Stated exercise: How many of the lines below contain the word "white"? Reply with the number alone.

Entries for pointing and labeling:
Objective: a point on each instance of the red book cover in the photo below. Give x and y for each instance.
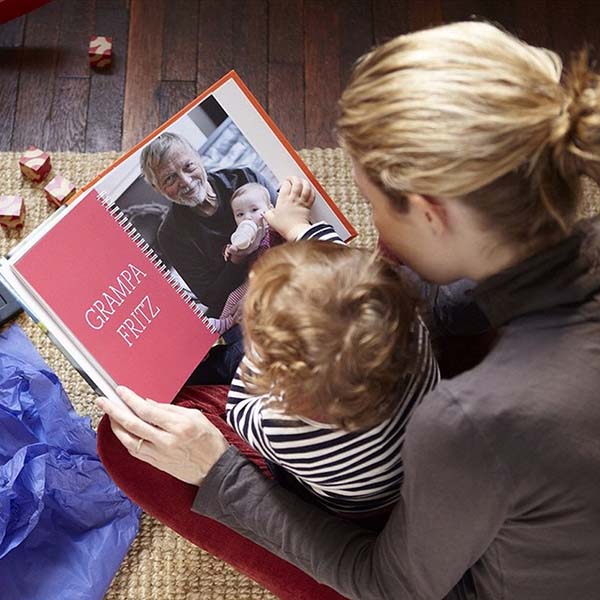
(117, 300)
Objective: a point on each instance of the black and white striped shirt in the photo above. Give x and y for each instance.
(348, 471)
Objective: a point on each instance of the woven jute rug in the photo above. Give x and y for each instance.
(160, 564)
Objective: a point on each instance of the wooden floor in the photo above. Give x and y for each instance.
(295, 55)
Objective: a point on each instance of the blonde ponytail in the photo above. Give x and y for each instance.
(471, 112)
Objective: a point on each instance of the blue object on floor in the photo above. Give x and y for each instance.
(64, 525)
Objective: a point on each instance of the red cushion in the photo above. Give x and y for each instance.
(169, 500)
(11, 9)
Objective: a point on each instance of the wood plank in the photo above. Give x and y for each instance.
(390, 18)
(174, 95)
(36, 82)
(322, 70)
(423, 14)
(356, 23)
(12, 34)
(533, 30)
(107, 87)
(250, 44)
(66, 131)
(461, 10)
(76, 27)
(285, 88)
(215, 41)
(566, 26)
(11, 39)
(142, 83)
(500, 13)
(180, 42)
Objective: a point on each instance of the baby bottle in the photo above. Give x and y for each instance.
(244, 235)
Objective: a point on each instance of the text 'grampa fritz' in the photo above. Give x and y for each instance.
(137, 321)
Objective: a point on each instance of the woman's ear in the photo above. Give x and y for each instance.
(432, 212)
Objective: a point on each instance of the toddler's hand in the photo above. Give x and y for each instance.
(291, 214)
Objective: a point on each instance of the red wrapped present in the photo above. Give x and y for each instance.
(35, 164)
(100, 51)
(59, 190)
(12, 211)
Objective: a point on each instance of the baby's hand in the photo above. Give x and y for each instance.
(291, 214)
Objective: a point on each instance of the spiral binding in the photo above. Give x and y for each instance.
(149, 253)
* * *
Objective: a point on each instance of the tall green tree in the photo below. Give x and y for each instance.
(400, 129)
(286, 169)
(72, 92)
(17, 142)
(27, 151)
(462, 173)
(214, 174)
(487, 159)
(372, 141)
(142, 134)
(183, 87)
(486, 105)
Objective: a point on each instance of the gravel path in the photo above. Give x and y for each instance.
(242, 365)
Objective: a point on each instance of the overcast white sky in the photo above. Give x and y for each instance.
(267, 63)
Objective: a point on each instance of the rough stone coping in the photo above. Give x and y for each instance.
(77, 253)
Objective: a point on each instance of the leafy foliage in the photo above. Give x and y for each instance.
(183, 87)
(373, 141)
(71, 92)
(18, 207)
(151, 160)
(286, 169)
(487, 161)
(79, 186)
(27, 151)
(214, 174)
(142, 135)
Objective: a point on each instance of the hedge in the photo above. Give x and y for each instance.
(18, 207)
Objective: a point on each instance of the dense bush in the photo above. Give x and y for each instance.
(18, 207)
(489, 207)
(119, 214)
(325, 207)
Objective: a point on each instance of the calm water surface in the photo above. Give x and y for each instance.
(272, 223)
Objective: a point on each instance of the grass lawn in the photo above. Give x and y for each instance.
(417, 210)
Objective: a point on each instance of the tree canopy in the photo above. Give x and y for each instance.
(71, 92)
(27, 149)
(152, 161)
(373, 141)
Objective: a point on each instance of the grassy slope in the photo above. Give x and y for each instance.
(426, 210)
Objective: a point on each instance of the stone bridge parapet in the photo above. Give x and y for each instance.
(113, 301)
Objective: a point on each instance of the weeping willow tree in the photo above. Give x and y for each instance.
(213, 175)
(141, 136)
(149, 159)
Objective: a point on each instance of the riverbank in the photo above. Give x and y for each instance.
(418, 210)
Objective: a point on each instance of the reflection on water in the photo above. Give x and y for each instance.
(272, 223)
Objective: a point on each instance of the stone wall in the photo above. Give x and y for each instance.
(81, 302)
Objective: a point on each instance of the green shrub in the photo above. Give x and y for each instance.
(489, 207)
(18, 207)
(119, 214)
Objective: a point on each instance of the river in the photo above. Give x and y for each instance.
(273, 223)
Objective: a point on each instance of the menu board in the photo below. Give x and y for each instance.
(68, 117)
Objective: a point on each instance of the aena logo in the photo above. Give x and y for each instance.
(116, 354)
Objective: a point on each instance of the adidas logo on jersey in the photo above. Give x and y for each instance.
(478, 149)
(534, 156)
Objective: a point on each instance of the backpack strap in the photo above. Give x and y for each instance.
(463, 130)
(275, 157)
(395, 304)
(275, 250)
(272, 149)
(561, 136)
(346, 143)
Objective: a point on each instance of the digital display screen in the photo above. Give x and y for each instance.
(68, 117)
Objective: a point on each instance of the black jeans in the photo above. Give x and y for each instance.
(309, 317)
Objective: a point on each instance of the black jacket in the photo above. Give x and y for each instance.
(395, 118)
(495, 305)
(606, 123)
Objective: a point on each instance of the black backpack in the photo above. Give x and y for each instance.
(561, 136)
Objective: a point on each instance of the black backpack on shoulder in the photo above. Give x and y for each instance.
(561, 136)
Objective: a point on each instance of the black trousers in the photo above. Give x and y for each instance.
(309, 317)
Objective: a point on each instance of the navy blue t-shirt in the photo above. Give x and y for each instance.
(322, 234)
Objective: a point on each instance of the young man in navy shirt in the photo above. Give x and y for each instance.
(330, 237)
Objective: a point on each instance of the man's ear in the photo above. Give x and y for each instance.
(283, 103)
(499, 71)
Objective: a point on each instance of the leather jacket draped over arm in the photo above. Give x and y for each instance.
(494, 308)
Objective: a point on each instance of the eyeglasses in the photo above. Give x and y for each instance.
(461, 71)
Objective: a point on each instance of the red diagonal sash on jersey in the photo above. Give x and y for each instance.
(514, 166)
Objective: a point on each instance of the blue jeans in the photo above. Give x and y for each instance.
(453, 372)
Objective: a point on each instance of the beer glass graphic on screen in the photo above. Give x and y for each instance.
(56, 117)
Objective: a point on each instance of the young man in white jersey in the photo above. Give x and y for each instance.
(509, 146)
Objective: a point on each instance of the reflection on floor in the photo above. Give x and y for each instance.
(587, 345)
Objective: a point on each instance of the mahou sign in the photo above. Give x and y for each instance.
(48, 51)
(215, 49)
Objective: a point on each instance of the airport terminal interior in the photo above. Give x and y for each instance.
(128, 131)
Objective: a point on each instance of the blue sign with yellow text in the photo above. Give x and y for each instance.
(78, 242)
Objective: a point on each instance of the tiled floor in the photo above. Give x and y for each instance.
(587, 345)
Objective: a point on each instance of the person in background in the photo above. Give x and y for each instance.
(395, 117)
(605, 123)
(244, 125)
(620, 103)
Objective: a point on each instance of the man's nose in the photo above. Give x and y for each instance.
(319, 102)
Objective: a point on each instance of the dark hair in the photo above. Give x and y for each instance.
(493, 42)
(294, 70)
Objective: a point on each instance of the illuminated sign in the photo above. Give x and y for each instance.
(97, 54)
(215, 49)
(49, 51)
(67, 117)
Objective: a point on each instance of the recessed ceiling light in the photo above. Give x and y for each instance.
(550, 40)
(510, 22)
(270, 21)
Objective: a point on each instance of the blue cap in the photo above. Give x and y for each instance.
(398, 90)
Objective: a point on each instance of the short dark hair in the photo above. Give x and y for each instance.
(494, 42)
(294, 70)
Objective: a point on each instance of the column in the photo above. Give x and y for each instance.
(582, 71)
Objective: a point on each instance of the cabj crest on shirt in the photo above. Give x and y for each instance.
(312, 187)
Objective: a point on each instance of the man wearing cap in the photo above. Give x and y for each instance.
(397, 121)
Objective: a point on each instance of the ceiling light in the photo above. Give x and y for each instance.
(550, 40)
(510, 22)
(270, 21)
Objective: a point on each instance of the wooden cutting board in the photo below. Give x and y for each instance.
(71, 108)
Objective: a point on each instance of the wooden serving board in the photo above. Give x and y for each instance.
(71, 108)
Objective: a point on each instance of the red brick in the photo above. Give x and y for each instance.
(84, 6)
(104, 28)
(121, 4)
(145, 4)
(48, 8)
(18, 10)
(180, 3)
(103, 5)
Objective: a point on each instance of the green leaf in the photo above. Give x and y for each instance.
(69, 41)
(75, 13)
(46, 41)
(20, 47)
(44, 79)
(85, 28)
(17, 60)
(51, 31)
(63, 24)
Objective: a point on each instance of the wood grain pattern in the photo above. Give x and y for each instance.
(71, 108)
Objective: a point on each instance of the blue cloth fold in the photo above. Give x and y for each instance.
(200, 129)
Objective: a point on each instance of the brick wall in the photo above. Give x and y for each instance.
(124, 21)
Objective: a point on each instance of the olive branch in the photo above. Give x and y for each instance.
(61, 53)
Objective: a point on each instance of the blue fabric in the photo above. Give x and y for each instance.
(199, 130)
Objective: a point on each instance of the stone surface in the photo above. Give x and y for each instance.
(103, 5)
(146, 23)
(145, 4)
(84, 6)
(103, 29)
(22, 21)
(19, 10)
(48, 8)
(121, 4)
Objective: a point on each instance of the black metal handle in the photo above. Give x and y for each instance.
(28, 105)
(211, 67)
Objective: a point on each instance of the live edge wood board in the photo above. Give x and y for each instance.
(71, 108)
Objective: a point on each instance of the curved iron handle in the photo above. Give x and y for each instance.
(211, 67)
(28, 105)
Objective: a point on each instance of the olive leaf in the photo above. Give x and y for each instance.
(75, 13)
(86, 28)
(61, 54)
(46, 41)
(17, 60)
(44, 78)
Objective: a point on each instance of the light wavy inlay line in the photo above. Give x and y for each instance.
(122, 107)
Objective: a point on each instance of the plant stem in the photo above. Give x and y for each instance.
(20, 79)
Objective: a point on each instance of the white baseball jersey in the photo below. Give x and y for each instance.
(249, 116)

Task result: 4